DOCUMENT SECTION
==================================================
Facing a ruinous economic crisis, President Abdel Fattah el-Sisi recently decided it was time to hold talks with what was left of Egypt’s political opposition, giving its members a seat at the table after nearly a decade of repression, prison and exile.
But to an authoritarian leader like Mr. el-Sisi, reconciliation only goes so far.
No sooner had the national dialogue started than the government began hemming the talks in, an indication that, after years of political repression and military domination of the economy, the autocratic leaders remain reluctant to turn the page — even if they might like their people, Western lenders and Gulf allies to think otherwise.
Islamists were barred from the dialogue, and much of the secular liberal opposition was not invited. Crucial topics, including anything to do with the ill-defined matter of national security, were off limits. And the day after the talks launched last month, Egypt awoke to the news that security agents had arrested a dozen relatives and supporters of the only person so far to announce that he would challenge Mr. el-Sisi in the next presidential election.
Mr. el-Sisi has spoken of charting a new political and economic course for Egypt amid surging inflation and a currency that has shed half its value in the last year, thrusting the middle class toward poverty. Yet the economic overhaul the government promised has added up to mostly talk and little action.
“The reality is that Egyptians are currently feeling a lot of worry and they are wondering about Egypt’s policies, where it is going,” Amr Moussa, a former foreign minister, said in unusually pointed public comments last month.
Economists and analysts had long warned that Egypt’s sluggish, state-dominated economy, coupled with Mr. el-Sisi’s lavish spending on weapons and a construction boom that juiced short-term growth but ran up a staggering debt bill, was unsound.
Those weaknesses became all too apparent after Russia invaded Ukraine last year, when the price of crucial wheat and fuel imports soared, Russian and Ukrainian tourist revenue dried up and foreign investors pulled dollars out of Egypt.
Despite official efforts to portray the crisis as the unavoidable fallout of the war, the discontent is audible — loud, by the standards of a country where openly criticizing the authorities can mean arrest.
The opposition talks are one sign Mr. el-Sisi is feeling the pressure, analysts said. Another came when a member of Parliament said last week that the presidential election, expected next year, would be brought forward to the end of this year.
==================================================
DATA LISTING
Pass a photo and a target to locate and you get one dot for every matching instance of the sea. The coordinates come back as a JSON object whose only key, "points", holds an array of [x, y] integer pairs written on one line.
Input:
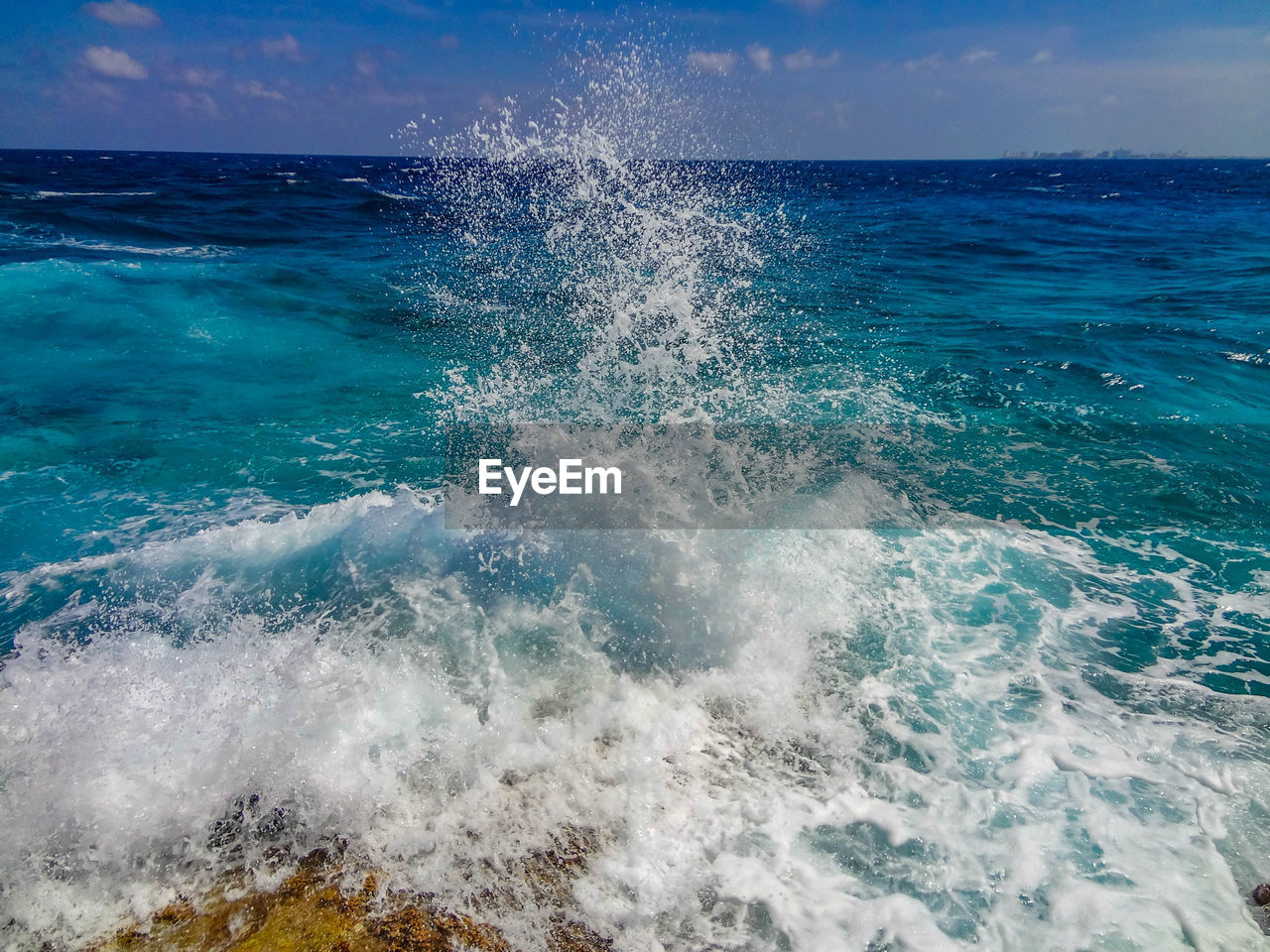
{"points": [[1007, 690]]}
==================================================
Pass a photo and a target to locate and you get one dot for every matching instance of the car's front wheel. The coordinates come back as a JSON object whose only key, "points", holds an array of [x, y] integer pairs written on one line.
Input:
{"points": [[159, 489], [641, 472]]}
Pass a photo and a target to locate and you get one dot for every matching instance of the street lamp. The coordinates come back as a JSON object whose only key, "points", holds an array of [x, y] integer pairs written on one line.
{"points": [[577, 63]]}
==================================================
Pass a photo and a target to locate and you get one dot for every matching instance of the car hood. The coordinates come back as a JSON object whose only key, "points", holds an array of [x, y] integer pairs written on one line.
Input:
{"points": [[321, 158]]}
==================================================
EXERCISE TASKS
a) In the article on Egypt's economic crisis, how much of its value has the currency lost in the last year?
b) Write the next part of the article on Egypt's national dialogue, picking up right after its final sentence.

ANSWERS TO THE EXERCISES
a) Half its value.

b)
Analysts and diplomats viewed the new schedule as a suggestion that the ruling establishment fears Mr. el-Sisi’s popularity might plunge even further before a vote.
Though there is little hope of truly free and fair elections, Mr. el-Sisi and the military-security apparatus he represents are attuned to appearances. A high turnout, analysts and diplomats say, would embolden the president to claim popular support before making painful economic reforms.
The stakes could not be much higher for Egypt to right itself.
The Arab world’s most populous country and a longtime strategic ally of the United States, Egypt has endured bouts of instability in the 12 years since its 2011 Arab Spring uprising, when a brief and tumultuous experiment with democracy ended in the military takeover that brought Mr. el-Sisi to power.
Now, more widespread poverty and suffering for many of the country’s 105 million people is almost guaranteed, analysts say. An economic meltdown risks fostering unrest that could spread to other parts of the Middle East and propel an exodus of migrants to Europe.
Within months, the country could be forced to choose between honoring its debt payments and feeding the many poor Egyptians who depend on government-subsidized bread.
Perhaps in an attempt to appease rising public anger, analysts and diplomats say, the president has also released at least 1,000 political prisoners over the last year.
At the same time, however, new arrests of political activists, researchers, opposition figures and even soccer fans are far outpacing those releases. And few expect the so-called national dialogue to lead to much but a stack of paper and some photo opportunities.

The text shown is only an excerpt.